# Start of RECORDS PROVIDED

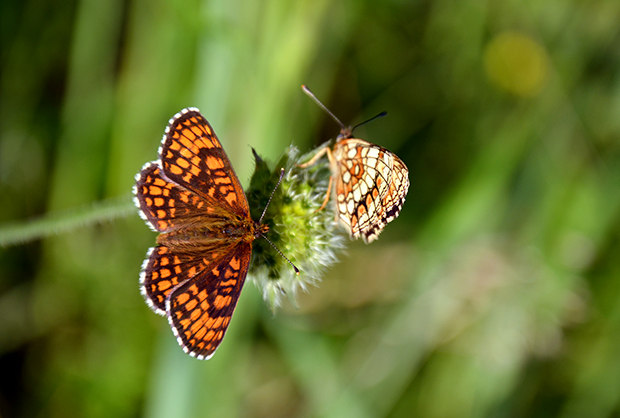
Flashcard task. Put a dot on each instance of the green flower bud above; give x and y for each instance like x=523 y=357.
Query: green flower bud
x=309 y=238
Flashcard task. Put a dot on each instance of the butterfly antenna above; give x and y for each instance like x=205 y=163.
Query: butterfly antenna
x=322 y=106
x=260 y=221
x=380 y=115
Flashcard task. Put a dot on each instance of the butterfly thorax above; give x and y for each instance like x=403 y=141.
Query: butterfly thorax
x=216 y=232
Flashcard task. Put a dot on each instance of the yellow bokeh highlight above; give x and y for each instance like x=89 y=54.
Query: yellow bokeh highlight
x=516 y=63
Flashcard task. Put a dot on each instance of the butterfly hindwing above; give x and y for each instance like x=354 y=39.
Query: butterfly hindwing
x=199 y=310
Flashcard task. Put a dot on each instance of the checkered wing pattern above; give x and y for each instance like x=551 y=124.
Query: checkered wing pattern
x=193 y=198
x=371 y=184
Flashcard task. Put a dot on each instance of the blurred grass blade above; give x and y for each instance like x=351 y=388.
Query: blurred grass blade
x=56 y=223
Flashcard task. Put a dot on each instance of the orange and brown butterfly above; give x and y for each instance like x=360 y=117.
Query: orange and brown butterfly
x=371 y=183
x=193 y=198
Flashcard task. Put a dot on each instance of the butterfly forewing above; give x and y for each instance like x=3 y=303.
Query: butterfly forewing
x=192 y=157
x=370 y=187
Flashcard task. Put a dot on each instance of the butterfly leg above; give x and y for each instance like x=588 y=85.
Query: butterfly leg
x=316 y=157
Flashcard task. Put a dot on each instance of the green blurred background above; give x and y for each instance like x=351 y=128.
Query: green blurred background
x=495 y=294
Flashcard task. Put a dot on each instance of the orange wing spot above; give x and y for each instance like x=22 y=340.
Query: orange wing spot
x=196 y=325
x=221 y=302
x=186 y=153
x=174 y=145
x=231 y=198
x=189 y=134
x=235 y=263
x=162 y=225
x=191 y=305
x=189 y=144
x=182 y=299
x=159 y=182
x=201 y=333
x=221 y=180
x=183 y=163
x=175 y=169
x=196 y=160
x=214 y=163
x=194 y=315
x=154 y=190
x=228 y=283
x=161 y=286
x=218 y=322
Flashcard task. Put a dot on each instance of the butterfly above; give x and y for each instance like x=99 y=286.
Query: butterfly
x=193 y=198
x=371 y=183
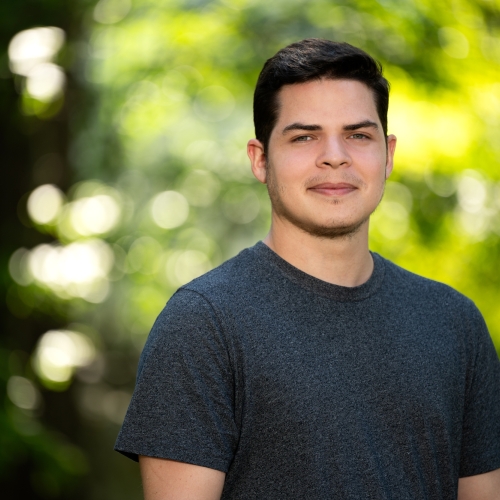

# End of RECORDS PROVIDED

» **WORK TO BE COMPLETED**:
Gather every line above that contains the word "orange", and copy each of those lines in full.

» **EXERCISE RESPONSE**:
Flashcard task. Put a dot on each instance of the orange and brown butterfly above; give x and y for each instance like x=360 y=117.
Query: orange and brown butterfly
Flashcard task. Put a dot on each instance of the orange wing spot above; give x and y for each instance like x=22 y=340.
Query: orange wing spot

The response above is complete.